• _Job_
Show every line of the items below that contains the word "spread", copying each line in full.

• _Entries shown_
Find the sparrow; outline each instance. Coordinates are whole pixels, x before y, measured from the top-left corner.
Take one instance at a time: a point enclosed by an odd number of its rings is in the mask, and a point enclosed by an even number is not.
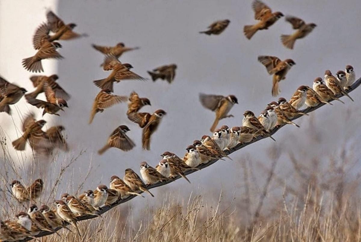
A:
[[[128,100],[126,96],[119,96],[111,94],[110,89],[104,89],[99,92],[95,97],[93,103],[93,107],[90,112],[90,118],[89,124],[91,123],[95,114],[100,112],[103,113],[105,109],[111,107],[114,104],[123,102],[126,102]]]
[[[209,29],[208,30],[205,31],[201,31],[199,32],[199,33],[205,34],[208,35],[218,35],[224,31],[224,30],[226,29],[230,22],[231,21],[229,19],[216,21],[208,26],[208,28]]]
[[[282,43],[285,47],[291,49],[293,49],[296,39],[305,38],[317,26],[313,23],[306,24],[300,18],[293,16],[286,16],[286,20],[292,25],[294,30],[297,30],[292,35],[281,35]]]
[[[337,95],[342,94],[347,96],[352,101],[354,101],[352,98],[343,89],[336,78],[332,75],[332,74],[329,70],[327,70],[325,72],[325,82],[327,87],[332,91],[334,94]]]
[[[17,102],[27,91],[0,76],[0,112],[10,114],[10,104]]]
[[[118,59],[124,52],[140,48],[139,47],[132,48],[125,47],[125,45],[122,42],[118,43],[115,46],[103,46],[94,44],[91,46],[97,50],[104,54],[113,56],[117,59]]]
[[[130,130],[126,125],[118,126],[109,136],[106,144],[98,151],[98,154],[101,155],[111,147],[118,148],[123,151],[128,151],[133,149],[135,144],[126,134]]]
[[[305,104],[307,98],[307,93],[308,88],[306,86],[300,86],[293,93],[288,103],[296,109],[299,109]]]
[[[349,88],[349,87],[356,80],[356,75],[353,70],[353,67],[352,67],[352,66],[350,66],[349,65],[346,66],[345,72],[346,72],[346,78],[347,79],[346,88],[348,89]]]
[[[57,98],[55,97],[55,93],[47,83],[45,83],[44,87],[47,101],[36,99],[30,96],[26,96],[26,100],[33,106],[39,108],[43,108],[44,110],[43,112],[43,116],[47,113],[49,114],[60,116],[56,113],[60,110],[64,111],[64,110],[62,108],[64,107],[68,107],[66,101],[62,98]]]
[[[130,93],[129,100],[130,102],[128,104],[127,115],[130,114],[138,112],[146,105],[151,106],[151,101],[149,99],[145,97],[139,97],[138,94],[134,91]],[[128,118],[130,119],[129,116]]]
[[[46,83],[55,93],[55,97],[68,101],[70,98],[70,95],[56,82],[58,79],[59,77],[57,75],[52,75],[49,76],[31,76],[30,77],[30,80],[36,89],[32,92],[26,94],[25,96],[30,96],[36,98],[39,94],[44,91],[44,84]]]
[[[262,136],[265,135],[271,138],[274,141],[276,140],[273,138],[266,130],[260,121],[255,116],[255,114],[252,111],[247,110],[243,113],[244,117],[242,120],[242,125],[249,128],[256,130],[258,131],[257,134],[261,134]]]
[[[298,115],[309,116],[308,114],[301,112],[298,109],[293,107],[293,106],[290,104],[286,100],[286,99],[284,97],[280,97],[278,98],[278,107],[289,118],[294,118]]]
[[[218,125],[219,120],[234,116],[231,114],[227,114],[233,105],[238,104],[237,98],[234,95],[225,97],[221,95],[200,93],[199,101],[203,107],[216,112],[216,119],[210,128],[210,132],[212,132]]]
[[[103,69],[104,71],[112,71],[110,75],[106,78],[96,80],[93,82],[97,87],[102,89],[109,89],[110,92],[113,89],[113,83],[119,82],[123,80],[140,80],[145,79],[130,70],[133,66],[130,64],[122,64],[114,56],[106,56],[104,60]]]
[[[258,30],[268,29],[283,16],[281,12],[272,13],[269,7],[259,0],[253,1],[252,8],[255,12],[255,19],[259,21],[253,25],[245,25],[243,27],[243,33],[248,39],[251,39]]]
[[[30,198],[27,189],[19,181],[14,180],[10,184],[13,195],[21,202],[29,201]]]
[[[156,169],[150,166],[145,161],[140,163],[140,175],[146,186],[170,180],[160,173]]]
[[[77,229],[78,234],[81,237],[80,231],[78,228],[77,217],[66,205],[65,202],[62,200],[56,200],[54,202],[56,206],[56,212],[60,218],[64,221],[69,223]]]
[[[56,51],[57,49],[62,47],[57,42],[45,41],[34,56],[23,59],[22,66],[25,70],[31,72],[44,72],[42,60],[49,58],[62,59],[64,57]]]
[[[109,187],[111,189],[118,191],[122,199],[126,198],[131,195],[136,195],[144,197],[143,195],[132,190],[123,180],[116,176],[113,176],[110,177],[110,182]]]
[[[313,81],[312,88],[323,101],[328,102],[335,99],[345,104],[343,101],[336,97],[332,91],[323,84],[323,81],[320,77],[317,78]]]
[[[47,221],[46,219],[43,215],[43,214],[39,210],[36,205],[32,204],[30,205],[29,209],[27,211],[27,214],[29,215],[32,222],[40,230],[52,233],[55,233],[60,237],[61,237],[57,232],[53,229],[52,226]]]
[[[308,107],[316,107],[321,102],[330,105],[332,104],[324,101],[316,92],[309,87],[307,87],[307,98],[305,103]]]
[[[154,195],[147,189],[145,184],[139,177],[139,176],[130,168],[125,169],[125,174],[123,180],[125,184],[129,186],[133,191],[141,191],[147,192],[154,197]]]
[[[94,191],[93,204],[92,204],[96,208],[104,206],[108,198],[108,188],[105,185],[99,185]]]
[[[258,61],[266,67],[269,74],[273,75],[272,95],[278,96],[280,91],[278,83],[286,79],[286,75],[296,63],[292,59],[282,61],[278,57],[270,56],[259,56]]]
[[[196,167],[202,162],[201,155],[196,146],[193,145],[188,145],[186,149],[187,153],[183,157],[183,160],[187,166],[191,167]]]

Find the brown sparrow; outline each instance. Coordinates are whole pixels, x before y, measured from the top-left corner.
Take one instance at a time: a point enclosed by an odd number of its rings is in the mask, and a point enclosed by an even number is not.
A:
[[[156,168],[149,166],[145,161],[140,163],[140,175],[147,186],[170,180],[160,173]]]
[[[54,202],[54,204],[56,206],[56,212],[59,216],[75,228],[78,232],[78,234],[81,237],[82,236],[80,234],[80,231],[78,228],[77,217],[65,202],[62,200],[56,200]]]
[[[327,70],[325,72],[325,82],[327,87],[332,91],[334,94],[337,95],[342,93],[347,96],[352,101],[353,101],[353,100],[345,91],[336,78],[332,75],[332,74],[329,70]]]
[[[118,148],[123,151],[128,151],[133,149],[135,144],[126,134],[130,130],[126,125],[119,126],[109,136],[106,144],[98,151],[98,154],[101,155],[111,147]]]
[[[306,92],[308,89],[306,86],[302,85],[299,87],[291,99],[288,101],[288,103],[296,109],[300,109],[306,102],[306,99],[307,98]]]
[[[306,24],[304,21],[300,18],[293,16],[286,16],[286,21],[292,25],[292,27],[294,30],[297,30],[292,35],[281,35],[282,43],[285,47],[291,49],[293,49],[293,45],[296,39],[306,37],[317,26],[313,23]]]
[[[335,99],[339,102],[341,102],[344,104],[345,104],[343,101],[336,97],[332,91],[330,90],[330,88],[327,87],[327,86],[323,84],[323,81],[321,78],[318,77],[315,79],[315,80],[313,81],[313,85],[312,88],[323,101],[328,102]]]
[[[110,183],[109,187],[112,189],[118,191],[120,194],[121,198],[122,199],[126,198],[131,195],[136,195],[144,197],[143,195],[132,190],[123,180],[116,176],[113,176],[110,177]]]
[[[93,107],[90,112],[89,124],[91,123],[94,116],[97,113],[103,113],[105,109],[111,107],[114,104],[126,102],[127,100],[128,97],[126,96],[119,96],[112,94],[110,89],[102,90],[96,95],[93,103]]]
[[[125,184],[129,186],[133,190],[146,192],[154,197],[154,195],[147,189],[145,184],[139,177],[139,176],[130,168],[125,169],[125,174],[123,180]]]
[[[262,136],[265,135],[271,138],[274,141],[276,141],[276,140],[268,133],[268,132],[266,130],[265,127],[255,116],[255,114],[253,112],[249,110],[247,110],[243,113],[243,116],[244,116],[242,120],[242,125],[243,126],[255,129],[258,131],[257,134],[261,134]]]
[[[208,26],[208,28],[209,29],[208,30],[200,31],[199,33],[205,34],[208,35],[218,35],[224,31],[230,22],[231,21],[229,19],[216,21]]]
[[[211,132],[214,131],[219,120],[234,116],[231,114],[227,114],[235,104],[238,104],[237,98],[233,95],[225,97],[221,95],[200,93],[199,101],[203,107],[216,112],[216,119],[210,128]]]
[[[243,33],[248,39],[251,39],[258,30],[267,30],[283,16],[280,12],[272,12],[269,7],[259,0],[255,0],[252,3],[255,11],[255,19],[258,22],[253,25],[245,25]]]
[[[258,61],[266,67],[268,74],[273,75],[272,95],[276,97],[280,92],[278,83],[286,79],[286,75],[291,67],[296,65],[292,59],[286,59],[283,61],[276,56],[260,56]]]
[[[153,69],[153,71],[148,71],[147,72],[151,76],[153,82],[155,82],[158,78],[165,80],[170,84],[175,76],[175,70],[177,65],[175,64],[165,65]]]
[[[108,56],[104,60],[103,69],[105,71],[112,71],[110,75],[106,78],[96,80],[93,82],[97,87],[101,89],[109,89],[110,92],[113,89],[113,83],[119,82],[123,80],[145,79],[137,74],[130,70],[133,68],[131,65],[128,63],[122,64],[114,56]]]
[[[135,92],[132,92],[130,93],[129,100],[130,102],[128,105],[127,115],[137,112],[146,105],[151,105],[151,101],[149,99],[145,97],[139,97],[138,94]]]

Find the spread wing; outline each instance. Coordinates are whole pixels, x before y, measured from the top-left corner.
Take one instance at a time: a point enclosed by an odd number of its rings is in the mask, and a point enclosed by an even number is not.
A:
[[[212,111],[216,110],[225,97],[221,95],[212,95],[199,93],[199,101],[202,106]]]

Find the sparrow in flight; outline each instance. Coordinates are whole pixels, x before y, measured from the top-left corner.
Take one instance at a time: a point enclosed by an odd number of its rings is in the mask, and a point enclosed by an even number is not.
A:
[[[225,97],[221,95],[212,95],[200,93],[199,101],[203,107],[216,112],[216,119],[210,128],[213,132],[218,125],[219,120],[225,118],[233,117],[228,115],[231,109],[235,104],[238,104],[237,98],[234,95]]]
[[[273,75],[272,95],[274,97],[278,96],[280,91],[278,83],[286,79],[287,73],[296,63],[292,59],[286,59],[282,61],[276,56],[260,56],[258,61],[266,67],[269,74]]]

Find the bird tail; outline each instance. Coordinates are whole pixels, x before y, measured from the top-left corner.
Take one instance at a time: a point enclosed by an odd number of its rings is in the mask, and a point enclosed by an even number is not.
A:
[[[292,49],[296,39],[293,38],[292,35],[281,35],[281,41],[285,47]]]
[[[251,39],[258,30],[253,25],[245,25],[243,27],[243,33],[248,39]]]
[[[42,60],[38,60],[35,56],[23,59],[22,65],[25,69],[31,72],[44,72]]]

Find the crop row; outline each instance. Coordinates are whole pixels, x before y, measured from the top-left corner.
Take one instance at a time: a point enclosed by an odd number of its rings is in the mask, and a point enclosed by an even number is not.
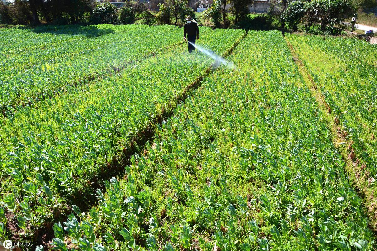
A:
[[[140,28],[146,27],[140,25]],[[62,42],[95,38],[108,33],[123,32],[129,29],[124,26],[109,24],[79,26],[48,26],[31,28],[17,26],[3,28],[0,30],[2,39],[0,41],[0,54],[2,58],[22,56],[31,52],[61,45]],[[9,41],[12,42],[9,43]]]
[[[104,26],[104,25],[93,26],[93,28],[106,29],[106,26]],[[2,71],[13,71],[12,72],[16,75],[27,69],[36,68],[40,65],[47,67],[66,56],[84,56],[93,53],[92,51],[108,50],[120,42],[129,45],[132,44],[129,41],[130,36],[135,38],[145,36],[150,32],[148,27],[147,26],[129,26],[128,29],[123,32],[116,33],[110,30],[111,32],[107,34],[94,37],[61,35],[48,37],[49,39],[46,39],[46,42],[49,41],[49,44],[38,41],[36,45],[38,46],[35,48],[35,45],[33,44],[23,48],[21,53],[7,54],[0,65],[2,66],[0,69]],[[16,33],[14,36],[18,35]]]
[[[205,29],[199,43],[219,54],[244,32]],[[114,157],[208,68],[205,55],[184,53],[186,46],[4,119],[1,203],[20,232],[35,235],[63,218],[72,201],[94,197]]]
[[[337,130],[349,141],[349,157],[359,166],[361,181],[373,185],[377,180],[377,70],[372,60],[349,50],[352,42],[363,55],[375,48],[352,39],[288,37],[324,97]]]
[[[181,36],[181,29],[168,26],[142,29],[137,26],[127,26],[123,32],[83,39],[80,42],[72,41],[68,53],[64,46],[53,47],[47,54],[24,55],[25,61],[31,62],[25,65],[28,67],[18,67],[15,64],[2,71],[0,76],[2,86],[0,107],[11,110],[12,106],[22,103],[32,105],[67,86],[90,79],[99,71],[121,67],[176,44]],[[28,59],[28,57],[35,58]],[[21,59],[18,63],[22,64],[22,62]]]
[[[361,199],[280,33],[249,32],[229,59],[236,70],[205,79],[98,205],[54,224],[55,249],[371,250]]]

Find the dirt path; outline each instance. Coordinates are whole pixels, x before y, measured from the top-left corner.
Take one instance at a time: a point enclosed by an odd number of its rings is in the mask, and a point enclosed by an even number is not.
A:
[[[364,25],[364,24],[355,24],[355,28],[358,30],[362,30],[364,31],[373,30],[375,32],[377,32],[377,27],[368,26],[367,25]]]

• _Solution for this task_
Find the spread wing; outline each instance. Coordinates are whole pixels, x before y, measured from the top-left corner.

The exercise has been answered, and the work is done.